* _Brief 1_:
Filter the rows below and copy every line that holds the word "white".

* _Source document_:
I checked my phone. I had plenty of service and battery, so I called Michael. He didn’t answer, so I left a voicemail: “Hey, I got to the rendezvous point and Dakota’s not here, so I hiked down the trail to the bridge, and there’s no footprints in the snow. I’m going to start walking down the tracks looking for him since I have cell service.” I started walking. The railroad bridge was nearly 350 feet across and (luckily) had a metal grate floor on the downstream side and a railing made of posts and metal cables to allow for pedestrian access (although I’m sure it’s for railroad employees and not for kayakers). I’m admittedly not normally scared of heights but being suspended that high above the water as I crossed and seeing the river below my feet definitely made me nervous.

When I reached the other side, I started shouting. “DAKOTA!!” More walking. “DAKOTA!!” Rinse, repeat. Michael called me back and let me know they were at the rendezvous point, and I updated him on my whereabouts and status. I had probably already been walking about twenty minutes. Surely I’d see him soon. Daylight was fading fast. “Okay,” Michael said, “Keep walking another ten minutes, and then you probably need to turn around. Call me back in ten.” I had had cell phone service the whole time up until now, but I considered that to be lucky. “Alright,” I responded, “If I still have cell service, I’ll call you back in ten. If not, just assume I’ve turned around after ten minutes and I’ll call you as soon as I have service again.”

As each minute ticked by, my worry rose. Come on Dakota, where the hell are you? After about eight minutes, I reached the first train tunnel. “DAKOTA!!” I shouted into the dark. No response. I checked the time again. Okay, I told myself, I’ll walk all the way through the tunnel and surely I’ll see him on the other side. I turned on the flashlight on my phone and stepped into the dark. The tunnel was long, but the air was slightly warmer inside. I could hear dripping water. After several minutes of walking I still couldn’t see the other side. About halfway through there was a large hole in the tunnel facing the river which dimly lit that section of tunnel, but the dusk was fading. I kept going into the dark, and eventually came out the other side. “DAKOTA!!” Nothing. I could see down the tracks a ways. Just more snow, no footprints. Fuck!

I checked my phone, and surprisingly, outside of the tunnel, I had service again. It had been about 20 minutes since I’d last talked to Michael. I called him. The relief to hear from me was apparent in his voice. (I found out the next morning when we were all swapping tales that Michael and Will had started to panic when I didn’t call back after ten minutes, and had begun to think maybe some crazy person was down on the tracks murdering people with two of us now disappeared.) “Okay. I think I’m going to kick off search and rescue. Turn around and come back.” Michael said. The last time the two of them had seen Dakota and told him to start walking to the designated meet-up point was at 4:30pm. Two hours had passed. With no sign of him on the tracks, I told him I agreed and thought it was time to do so as well.

* _Brief 2_:
Answer these questions about the railroad search account above:
(a) How far across was the railroad bridge?
(b) What sound could be heard inside the tunnel?
(c) At what time was Dakota last seen and told to start walking to the meet-up point?

(Point placement rows)
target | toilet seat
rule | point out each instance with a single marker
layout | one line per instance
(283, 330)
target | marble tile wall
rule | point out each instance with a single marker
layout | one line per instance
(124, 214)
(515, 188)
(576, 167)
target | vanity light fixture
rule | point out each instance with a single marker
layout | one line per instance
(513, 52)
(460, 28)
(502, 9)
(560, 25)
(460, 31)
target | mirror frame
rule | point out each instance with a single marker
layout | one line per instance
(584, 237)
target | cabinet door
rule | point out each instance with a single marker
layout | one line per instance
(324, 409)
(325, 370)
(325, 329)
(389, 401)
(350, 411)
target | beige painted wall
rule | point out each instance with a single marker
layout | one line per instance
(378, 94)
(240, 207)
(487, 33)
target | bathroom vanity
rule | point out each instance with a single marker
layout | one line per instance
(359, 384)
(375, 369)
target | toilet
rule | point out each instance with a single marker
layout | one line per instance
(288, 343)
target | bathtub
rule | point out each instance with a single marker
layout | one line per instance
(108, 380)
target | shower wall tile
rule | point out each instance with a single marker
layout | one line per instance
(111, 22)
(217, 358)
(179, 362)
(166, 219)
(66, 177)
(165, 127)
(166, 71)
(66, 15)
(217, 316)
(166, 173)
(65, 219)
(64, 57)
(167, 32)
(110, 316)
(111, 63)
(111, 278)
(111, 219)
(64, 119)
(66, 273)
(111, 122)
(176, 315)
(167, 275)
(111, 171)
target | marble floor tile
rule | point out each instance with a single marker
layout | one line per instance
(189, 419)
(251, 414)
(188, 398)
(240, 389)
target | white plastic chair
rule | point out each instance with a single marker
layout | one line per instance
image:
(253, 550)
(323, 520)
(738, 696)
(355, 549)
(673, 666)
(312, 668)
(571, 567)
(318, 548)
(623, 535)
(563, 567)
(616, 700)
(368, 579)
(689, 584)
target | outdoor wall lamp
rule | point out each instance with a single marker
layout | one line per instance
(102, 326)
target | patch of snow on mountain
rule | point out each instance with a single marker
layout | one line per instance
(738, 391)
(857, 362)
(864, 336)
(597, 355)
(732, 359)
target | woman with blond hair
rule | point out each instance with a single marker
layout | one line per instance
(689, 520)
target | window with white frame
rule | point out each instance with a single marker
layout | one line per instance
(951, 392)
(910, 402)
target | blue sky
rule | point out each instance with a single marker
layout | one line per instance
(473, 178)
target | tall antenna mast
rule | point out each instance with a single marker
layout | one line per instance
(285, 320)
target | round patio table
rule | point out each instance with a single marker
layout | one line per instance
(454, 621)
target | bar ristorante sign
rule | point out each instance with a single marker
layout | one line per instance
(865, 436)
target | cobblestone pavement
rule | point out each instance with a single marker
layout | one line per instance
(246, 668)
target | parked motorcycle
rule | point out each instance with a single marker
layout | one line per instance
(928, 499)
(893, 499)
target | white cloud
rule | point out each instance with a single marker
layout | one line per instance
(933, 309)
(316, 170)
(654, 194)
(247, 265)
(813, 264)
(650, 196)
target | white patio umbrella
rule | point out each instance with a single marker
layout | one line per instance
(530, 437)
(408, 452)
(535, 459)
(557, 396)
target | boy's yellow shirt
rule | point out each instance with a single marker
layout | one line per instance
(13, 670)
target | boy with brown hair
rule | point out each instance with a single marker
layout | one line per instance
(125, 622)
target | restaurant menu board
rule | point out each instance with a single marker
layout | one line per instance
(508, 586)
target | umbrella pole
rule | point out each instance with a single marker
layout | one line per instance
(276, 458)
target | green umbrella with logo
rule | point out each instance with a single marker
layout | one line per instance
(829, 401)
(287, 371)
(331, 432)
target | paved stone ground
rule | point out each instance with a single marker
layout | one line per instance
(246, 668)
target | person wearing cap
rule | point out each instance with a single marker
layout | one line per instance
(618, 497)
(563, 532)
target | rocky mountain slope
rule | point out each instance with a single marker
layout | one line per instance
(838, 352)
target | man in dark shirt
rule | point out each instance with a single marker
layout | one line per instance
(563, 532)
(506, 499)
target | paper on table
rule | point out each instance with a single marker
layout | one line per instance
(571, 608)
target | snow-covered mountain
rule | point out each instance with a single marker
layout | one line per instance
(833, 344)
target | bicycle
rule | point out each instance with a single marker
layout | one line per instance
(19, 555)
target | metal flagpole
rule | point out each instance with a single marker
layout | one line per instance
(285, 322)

* _Written solution 1_:
target | white plastic chair
target | window with white frame
target | white cloud
target | white patio umbrella

* _Written solution 2_:
(a) Nearly 350 feet.
(b) Dripping water.
(c) 4:30pm.